-- begin DOCUMENT EXTRACT --
There was something the greatest basketball coach/athletic director of them all said that stuck with Andy Gavel from the time he heard it as a young boy.

It was the gospel of service to others. Not self-indulgence.

Andy Gavel’s footsteps were often the last ones out of Paraclete Gym, or the Brent Carder Marauder Stadium, the home of Paraclete football.

The folks at Crespi discrerned Gav’s gifts for organization, dedication and inspiration.

For two years he part of the high-profile landscape of interscholastic sports.

But his heart never left Paraclete.

Coach Gav wasn’t the coolest guy on the PHS campus. Most certainly, he wasn’t the hippest.

What he was, was an unshakeable Gibraltar of the creed and faith that every bit as much the foundation of the Catholic Church as the day Jesus Christ handed to keys to the kingdom to his right-hand man, St. Peter.

Andy Gavel never bought the popular modern nonsense that they’re the Ten Suggestions, not the Ten Commandments.
-- end DOCUMENT EXTRACT --
=== STATED PROBLEM 1 ===
How would you render this sentence from the piece on Andy Gavel above in Spanish: "But his heart never left Paraclete."
=== STATED PROBLEM 2 ===
Can you carry the piece on Andy Gavel further, picking up right after its final sentence?
-- begin EXCERPTED DATA --
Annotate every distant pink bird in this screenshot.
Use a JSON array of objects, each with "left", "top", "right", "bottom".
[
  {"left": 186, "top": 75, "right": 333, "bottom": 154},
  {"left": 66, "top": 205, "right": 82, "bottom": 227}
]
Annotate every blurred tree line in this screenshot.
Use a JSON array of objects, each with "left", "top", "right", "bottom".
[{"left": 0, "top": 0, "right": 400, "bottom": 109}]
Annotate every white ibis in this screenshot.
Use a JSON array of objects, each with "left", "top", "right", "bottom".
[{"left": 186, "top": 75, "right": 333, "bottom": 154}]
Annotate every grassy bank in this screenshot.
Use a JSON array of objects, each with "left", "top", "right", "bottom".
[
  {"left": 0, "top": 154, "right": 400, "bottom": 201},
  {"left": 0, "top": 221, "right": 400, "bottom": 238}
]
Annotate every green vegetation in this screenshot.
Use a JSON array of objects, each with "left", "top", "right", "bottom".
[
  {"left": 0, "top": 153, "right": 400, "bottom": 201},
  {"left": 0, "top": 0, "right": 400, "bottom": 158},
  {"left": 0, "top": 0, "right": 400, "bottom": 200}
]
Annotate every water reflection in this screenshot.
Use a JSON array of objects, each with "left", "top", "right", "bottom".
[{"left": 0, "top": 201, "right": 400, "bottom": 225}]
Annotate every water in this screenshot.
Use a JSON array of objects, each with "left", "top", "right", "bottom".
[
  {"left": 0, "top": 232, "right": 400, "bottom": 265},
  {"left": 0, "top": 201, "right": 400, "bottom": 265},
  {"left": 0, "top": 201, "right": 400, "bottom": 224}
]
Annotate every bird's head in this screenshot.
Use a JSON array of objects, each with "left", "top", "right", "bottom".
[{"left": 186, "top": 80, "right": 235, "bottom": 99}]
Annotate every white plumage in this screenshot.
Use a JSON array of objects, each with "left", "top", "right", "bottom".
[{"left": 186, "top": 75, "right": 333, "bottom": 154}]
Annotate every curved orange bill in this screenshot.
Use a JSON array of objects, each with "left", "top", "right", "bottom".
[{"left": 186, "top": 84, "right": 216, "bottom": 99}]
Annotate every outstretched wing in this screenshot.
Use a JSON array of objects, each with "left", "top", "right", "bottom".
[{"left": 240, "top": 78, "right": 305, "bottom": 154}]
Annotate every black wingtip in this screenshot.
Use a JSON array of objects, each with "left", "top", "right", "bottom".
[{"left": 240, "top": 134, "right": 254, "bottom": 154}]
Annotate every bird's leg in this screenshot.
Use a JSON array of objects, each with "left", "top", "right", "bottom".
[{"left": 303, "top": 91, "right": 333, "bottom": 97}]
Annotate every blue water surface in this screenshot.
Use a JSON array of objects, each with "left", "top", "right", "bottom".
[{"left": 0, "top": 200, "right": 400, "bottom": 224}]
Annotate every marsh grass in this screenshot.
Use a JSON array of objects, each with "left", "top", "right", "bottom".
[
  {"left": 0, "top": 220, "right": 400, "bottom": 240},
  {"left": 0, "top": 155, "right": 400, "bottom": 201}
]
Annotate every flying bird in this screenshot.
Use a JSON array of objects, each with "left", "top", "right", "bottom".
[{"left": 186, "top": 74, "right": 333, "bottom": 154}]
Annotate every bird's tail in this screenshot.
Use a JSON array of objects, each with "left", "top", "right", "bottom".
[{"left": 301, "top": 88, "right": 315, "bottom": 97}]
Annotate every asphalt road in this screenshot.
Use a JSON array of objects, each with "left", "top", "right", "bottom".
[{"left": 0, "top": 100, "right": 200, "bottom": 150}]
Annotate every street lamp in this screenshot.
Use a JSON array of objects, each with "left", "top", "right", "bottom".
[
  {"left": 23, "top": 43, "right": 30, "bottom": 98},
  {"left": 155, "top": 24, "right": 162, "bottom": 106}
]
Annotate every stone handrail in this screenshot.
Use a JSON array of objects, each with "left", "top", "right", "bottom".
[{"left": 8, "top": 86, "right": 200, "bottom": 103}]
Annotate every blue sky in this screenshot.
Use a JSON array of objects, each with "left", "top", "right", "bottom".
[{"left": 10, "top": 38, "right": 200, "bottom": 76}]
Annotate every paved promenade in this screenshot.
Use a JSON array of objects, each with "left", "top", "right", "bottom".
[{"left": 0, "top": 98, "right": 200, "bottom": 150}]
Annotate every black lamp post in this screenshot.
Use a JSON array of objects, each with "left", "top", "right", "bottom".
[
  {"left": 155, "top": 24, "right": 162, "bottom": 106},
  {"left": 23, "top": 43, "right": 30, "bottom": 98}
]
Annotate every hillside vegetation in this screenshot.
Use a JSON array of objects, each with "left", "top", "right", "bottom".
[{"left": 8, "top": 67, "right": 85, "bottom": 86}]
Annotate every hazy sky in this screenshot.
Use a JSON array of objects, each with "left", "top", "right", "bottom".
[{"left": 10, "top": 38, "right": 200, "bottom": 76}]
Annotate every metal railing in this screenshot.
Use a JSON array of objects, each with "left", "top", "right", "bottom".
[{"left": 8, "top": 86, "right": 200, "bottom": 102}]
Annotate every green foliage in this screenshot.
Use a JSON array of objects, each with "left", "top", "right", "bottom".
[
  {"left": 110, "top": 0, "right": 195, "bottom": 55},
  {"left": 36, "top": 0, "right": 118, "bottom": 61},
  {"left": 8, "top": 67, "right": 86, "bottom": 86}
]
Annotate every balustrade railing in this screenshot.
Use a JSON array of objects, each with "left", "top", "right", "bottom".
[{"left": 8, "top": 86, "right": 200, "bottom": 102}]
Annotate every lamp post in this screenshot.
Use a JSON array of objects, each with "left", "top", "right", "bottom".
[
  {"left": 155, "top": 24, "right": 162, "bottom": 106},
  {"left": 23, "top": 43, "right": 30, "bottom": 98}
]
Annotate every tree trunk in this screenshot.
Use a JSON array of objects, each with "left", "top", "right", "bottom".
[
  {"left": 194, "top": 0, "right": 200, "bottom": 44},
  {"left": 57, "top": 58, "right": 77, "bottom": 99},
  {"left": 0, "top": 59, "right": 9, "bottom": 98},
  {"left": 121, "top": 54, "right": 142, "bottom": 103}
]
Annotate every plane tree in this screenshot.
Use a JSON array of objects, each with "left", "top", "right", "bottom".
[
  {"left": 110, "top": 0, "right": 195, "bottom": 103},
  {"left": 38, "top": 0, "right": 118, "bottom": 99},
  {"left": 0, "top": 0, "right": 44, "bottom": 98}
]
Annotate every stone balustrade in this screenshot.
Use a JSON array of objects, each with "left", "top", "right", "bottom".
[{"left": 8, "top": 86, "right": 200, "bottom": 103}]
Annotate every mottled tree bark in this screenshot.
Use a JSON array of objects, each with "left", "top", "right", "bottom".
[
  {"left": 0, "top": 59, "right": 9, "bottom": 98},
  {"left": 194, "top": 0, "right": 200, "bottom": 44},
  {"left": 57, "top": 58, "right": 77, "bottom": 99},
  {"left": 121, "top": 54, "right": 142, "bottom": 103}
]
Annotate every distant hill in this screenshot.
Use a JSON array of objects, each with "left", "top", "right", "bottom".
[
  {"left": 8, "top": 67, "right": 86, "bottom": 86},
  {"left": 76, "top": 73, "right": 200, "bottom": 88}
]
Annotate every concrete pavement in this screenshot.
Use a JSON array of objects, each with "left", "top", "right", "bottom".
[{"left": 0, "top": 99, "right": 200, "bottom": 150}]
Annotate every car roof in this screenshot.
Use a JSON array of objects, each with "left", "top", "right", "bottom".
-- end EXCERPTED DATA --
=== FINAL RESULT 1 ===
Pero su corazón nunca dejó Paraclete.

=== FINAL RESULT 2 ===
The kids who played for Gavel way back when, the ones who are now parents and in some cases grandparents themselves, live lives that testify to the blessings of the discipline Andy Gavel preached unrelentingly.

Funny thing about hip and trendy types.

When crunch time comes, they’re mostly nowhere to be found.

But when someone needed a ride to practice, or extra time on the practice field or basketball court, it was always Andy Gavel who had the time that was needed.

To be sure, Andy found it easier to frown than smile. The glass was always half-empty, not half-full.

But when the temptation came to put his own comfort and convenience ahead of those of his students, that’s when the smile fought its way across his face.

That’s when he poured from a seemingly bottomless goblet of caring.

Paraclete’s spirit left this life on his own terms.

He’d had a stent inserted to aid his heart.

Coach Gavel had just obtained permission from his doctor to go back to work.

To resume blessing the current generation of Paraclete students.

“I’m going back to work!” we can envision him declaring aloud as headed for the elevator that ended up taking him to Heaven.

Back at work is where we’ll always remember Andy Gavel.

In our broken hearts.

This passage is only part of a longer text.